[Recorded data]
┄┄┄┄┄┄┄┄┄┄┄┄┄┄┄┄┄┄┄┄

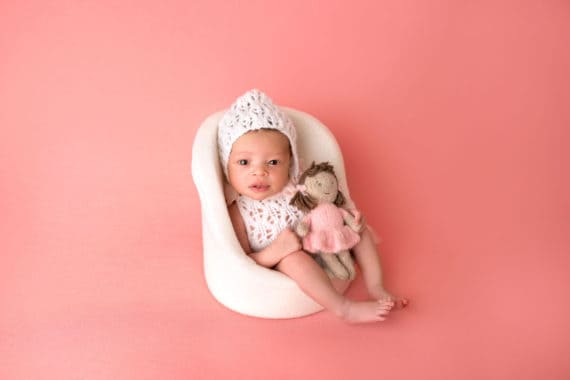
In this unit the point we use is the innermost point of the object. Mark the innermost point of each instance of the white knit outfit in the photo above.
(264, 219)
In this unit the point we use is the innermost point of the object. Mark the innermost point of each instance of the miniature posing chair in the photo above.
(233, 278)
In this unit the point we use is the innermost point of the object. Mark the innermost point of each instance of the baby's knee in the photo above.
(295, 258)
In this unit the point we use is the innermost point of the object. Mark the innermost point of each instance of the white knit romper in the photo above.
(265, 219)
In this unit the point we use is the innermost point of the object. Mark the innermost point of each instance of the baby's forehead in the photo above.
(263, 136)
(322, 175)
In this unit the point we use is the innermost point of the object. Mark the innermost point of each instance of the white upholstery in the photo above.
(233, 278)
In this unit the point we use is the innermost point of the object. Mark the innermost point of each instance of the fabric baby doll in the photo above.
(328, 230)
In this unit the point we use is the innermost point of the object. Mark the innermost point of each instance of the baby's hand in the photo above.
(287, 242)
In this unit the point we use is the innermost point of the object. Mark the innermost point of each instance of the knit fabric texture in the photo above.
(253, 111)
(265, 219)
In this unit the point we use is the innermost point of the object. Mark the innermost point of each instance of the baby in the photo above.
(258, 152)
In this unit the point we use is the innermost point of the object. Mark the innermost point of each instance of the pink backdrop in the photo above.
(453, 117)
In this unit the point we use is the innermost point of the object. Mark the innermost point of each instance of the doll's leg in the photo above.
(346, 259)
(313, 280)
(368, 259)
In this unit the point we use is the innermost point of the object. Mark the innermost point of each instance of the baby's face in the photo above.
(258, 166)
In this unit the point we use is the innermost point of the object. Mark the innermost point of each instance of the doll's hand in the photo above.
(286, 243)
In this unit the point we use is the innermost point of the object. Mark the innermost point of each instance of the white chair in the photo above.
(233, 278)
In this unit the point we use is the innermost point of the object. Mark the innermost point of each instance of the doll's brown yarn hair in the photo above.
(304, 201)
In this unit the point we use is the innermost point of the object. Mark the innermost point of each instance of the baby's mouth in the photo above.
(259, 187)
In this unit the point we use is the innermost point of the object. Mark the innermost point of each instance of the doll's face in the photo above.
(258, 165)
(322, 187)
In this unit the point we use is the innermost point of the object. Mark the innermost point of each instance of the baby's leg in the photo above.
(369, 261)
(313, 280)
(335, 266)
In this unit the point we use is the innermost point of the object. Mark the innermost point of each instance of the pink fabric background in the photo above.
(453, 117)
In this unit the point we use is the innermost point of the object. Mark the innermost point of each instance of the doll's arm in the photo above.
(286, 242)
(354, 220)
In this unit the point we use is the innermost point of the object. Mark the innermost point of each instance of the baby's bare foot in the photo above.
(368, 311)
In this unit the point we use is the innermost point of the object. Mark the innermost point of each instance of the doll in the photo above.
(327, 230)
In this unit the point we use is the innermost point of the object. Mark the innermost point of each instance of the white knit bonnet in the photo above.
(250, 112)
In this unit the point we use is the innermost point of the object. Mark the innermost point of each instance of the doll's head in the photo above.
(255, 111)
(318, 184)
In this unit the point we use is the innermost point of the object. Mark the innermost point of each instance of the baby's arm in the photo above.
(286, 242)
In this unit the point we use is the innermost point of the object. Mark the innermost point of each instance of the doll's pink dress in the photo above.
(327, 231)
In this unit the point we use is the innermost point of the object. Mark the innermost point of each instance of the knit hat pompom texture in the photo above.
(253, 111)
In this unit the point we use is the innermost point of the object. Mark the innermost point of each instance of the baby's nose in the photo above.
(259, 170)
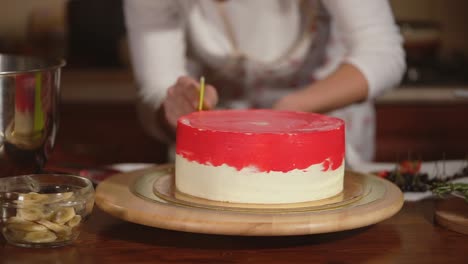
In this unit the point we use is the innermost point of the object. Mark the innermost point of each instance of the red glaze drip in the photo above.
(266, 139)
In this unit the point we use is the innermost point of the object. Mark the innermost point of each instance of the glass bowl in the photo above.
(44, 210)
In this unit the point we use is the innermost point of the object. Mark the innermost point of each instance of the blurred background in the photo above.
(426, 117)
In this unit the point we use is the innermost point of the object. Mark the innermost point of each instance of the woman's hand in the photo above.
(183, 97)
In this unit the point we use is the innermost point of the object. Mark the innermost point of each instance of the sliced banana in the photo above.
(13, 234)
(40, 236)
(63, 215)
(33, 213)
(33, 197)
(54, 226)
(75, 221)
(15, 219)
(26, 226)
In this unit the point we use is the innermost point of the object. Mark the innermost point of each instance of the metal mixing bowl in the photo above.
(29, 94)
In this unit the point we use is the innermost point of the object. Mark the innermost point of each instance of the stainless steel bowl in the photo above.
(29, 94)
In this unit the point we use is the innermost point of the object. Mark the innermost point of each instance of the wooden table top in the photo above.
(408, 237)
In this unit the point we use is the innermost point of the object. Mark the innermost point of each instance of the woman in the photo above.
(331, 56)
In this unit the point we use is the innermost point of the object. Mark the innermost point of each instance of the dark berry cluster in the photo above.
(408, 178)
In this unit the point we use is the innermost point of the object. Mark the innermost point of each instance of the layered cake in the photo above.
(259, 156)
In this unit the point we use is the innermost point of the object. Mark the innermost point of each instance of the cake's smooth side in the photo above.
(227, 184)
(259, 156)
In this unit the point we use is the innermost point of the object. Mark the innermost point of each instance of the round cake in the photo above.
(259, 156)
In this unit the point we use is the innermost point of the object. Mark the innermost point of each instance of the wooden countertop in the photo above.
(408, 237)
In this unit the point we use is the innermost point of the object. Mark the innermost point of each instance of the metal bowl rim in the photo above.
(51, 64)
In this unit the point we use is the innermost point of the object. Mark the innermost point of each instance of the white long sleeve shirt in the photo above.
(166, 36)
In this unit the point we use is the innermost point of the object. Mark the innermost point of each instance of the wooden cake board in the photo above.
(452, 214)
(130, 196)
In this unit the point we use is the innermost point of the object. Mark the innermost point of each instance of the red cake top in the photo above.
(265, 139)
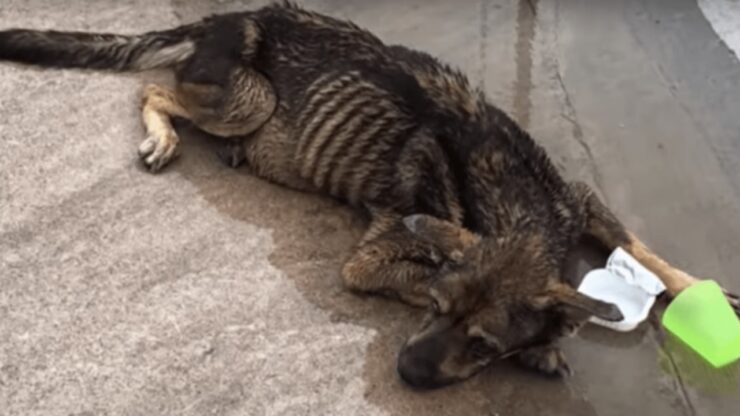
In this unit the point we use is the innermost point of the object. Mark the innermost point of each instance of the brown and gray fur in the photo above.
(469, 217)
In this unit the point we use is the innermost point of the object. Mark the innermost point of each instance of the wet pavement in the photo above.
(203, 290)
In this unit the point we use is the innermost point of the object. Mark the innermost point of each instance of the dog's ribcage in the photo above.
(348, 131)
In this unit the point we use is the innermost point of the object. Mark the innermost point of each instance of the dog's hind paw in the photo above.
(156, 151)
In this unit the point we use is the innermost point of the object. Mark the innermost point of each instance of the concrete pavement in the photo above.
(203, 290)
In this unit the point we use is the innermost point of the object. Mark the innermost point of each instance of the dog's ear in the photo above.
(451, 239)
(562, 295)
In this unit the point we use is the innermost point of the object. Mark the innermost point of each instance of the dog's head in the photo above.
(492, 298)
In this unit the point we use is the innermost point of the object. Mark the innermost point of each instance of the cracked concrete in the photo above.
(204, 290)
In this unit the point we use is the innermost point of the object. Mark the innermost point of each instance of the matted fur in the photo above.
(470, 217)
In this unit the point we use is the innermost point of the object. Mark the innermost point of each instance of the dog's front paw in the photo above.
(158, 150)
(547, 360)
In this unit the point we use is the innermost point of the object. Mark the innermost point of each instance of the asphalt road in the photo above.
(203, 290)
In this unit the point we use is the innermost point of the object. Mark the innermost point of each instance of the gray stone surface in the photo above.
(203, 290)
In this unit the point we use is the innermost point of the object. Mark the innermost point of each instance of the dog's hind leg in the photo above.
(602, 224)
(159, 104)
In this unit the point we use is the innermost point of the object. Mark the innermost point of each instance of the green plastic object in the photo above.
(703, 319)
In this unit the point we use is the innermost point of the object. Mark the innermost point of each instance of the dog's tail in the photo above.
(54, 49)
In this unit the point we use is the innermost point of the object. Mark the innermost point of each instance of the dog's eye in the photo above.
(480, 348)
(435, 306)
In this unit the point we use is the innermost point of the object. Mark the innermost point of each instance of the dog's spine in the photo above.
(101, 51)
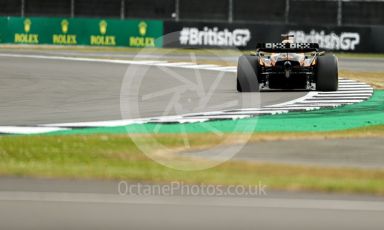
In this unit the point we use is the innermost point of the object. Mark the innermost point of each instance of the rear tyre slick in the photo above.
(247, 74)
(327, 78)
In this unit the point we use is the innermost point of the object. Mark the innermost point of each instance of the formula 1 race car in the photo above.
(287, 65)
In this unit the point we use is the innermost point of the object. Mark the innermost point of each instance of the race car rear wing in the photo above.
(287, 47)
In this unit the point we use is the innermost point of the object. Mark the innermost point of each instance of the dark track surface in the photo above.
(36, 91)
(45, 204)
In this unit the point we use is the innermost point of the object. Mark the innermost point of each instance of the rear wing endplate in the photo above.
(287, 47)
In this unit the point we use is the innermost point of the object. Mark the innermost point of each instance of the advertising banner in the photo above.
(81, 31)
(246, 36)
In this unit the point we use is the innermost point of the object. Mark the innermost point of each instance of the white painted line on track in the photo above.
(350, 92)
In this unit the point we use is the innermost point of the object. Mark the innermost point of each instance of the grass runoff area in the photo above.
(110, 154)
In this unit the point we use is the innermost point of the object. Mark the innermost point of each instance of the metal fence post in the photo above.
(177, 10)
(230, 11)
(287, 6)
(122, 10)
(22, 10)
(339, 12)
(72, 8)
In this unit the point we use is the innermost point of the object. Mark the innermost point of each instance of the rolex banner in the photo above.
(77, 31)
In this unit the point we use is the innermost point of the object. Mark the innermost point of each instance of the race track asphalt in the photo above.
(59, 204)
(35, 91)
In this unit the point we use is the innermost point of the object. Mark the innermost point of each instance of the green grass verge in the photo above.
(117, 157)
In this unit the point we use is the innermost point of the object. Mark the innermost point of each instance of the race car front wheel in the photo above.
(327, 73)
(247, 74)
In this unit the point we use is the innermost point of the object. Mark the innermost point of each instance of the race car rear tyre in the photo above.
(247, 74)
(327, 73)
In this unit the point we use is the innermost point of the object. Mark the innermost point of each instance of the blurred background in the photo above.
(299, 12)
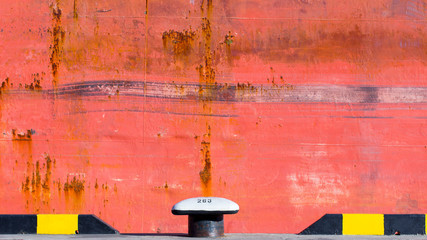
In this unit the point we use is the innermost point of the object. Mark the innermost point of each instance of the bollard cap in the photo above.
(206, 206)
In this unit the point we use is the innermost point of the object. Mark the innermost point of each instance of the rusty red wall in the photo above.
(292, 109)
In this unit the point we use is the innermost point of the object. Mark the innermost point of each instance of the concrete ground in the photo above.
(234, 236)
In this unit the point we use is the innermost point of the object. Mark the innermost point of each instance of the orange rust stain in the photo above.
(4, 85)
(206, 79)
(205, 174)
(228, 40)
(21, 135)
(37, 189)
(76, 185)
(75, 13)
(58, 37)
(180, 44)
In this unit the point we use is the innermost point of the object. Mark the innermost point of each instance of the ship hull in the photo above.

┄┄┄┄┄┄┄┄┄┄┄┄┄┄┄┄┄┄┄┄

## What is required
The required output is the exact sequence of lines from the one containing "cap in the photo above." through the end of the listing, both endpoints included.

## Correct output
In this unit the point we use is the innermost point of the object. Mark the innermost point of each instance of the bollard cap in the photo above.
(206, 206)
In this unit the point we use is the innermost point of the object. Mark the innermost point of each instance of the rusty red wall in the photo above.
(292, 109)
In this unit the point we use is the innermost point of the object. Mark the innermost point of each instance of the concrete ground in the photo above.
(234, 236)
In this unit the point we use is the innermost point of the object. Mark the innermost point of each instance of the orange rust stain in the photo above.
(4, 85)
(206, 79)
(205, 174)
(228, 40)
(21, 135)
(37, 189)
(76, 185)
(75, 13)
(58, 37)
(180, 44)
In this unit the point we use is the innermost point of the object. Mark the innermost point of each instance of the ship hull in the photo above.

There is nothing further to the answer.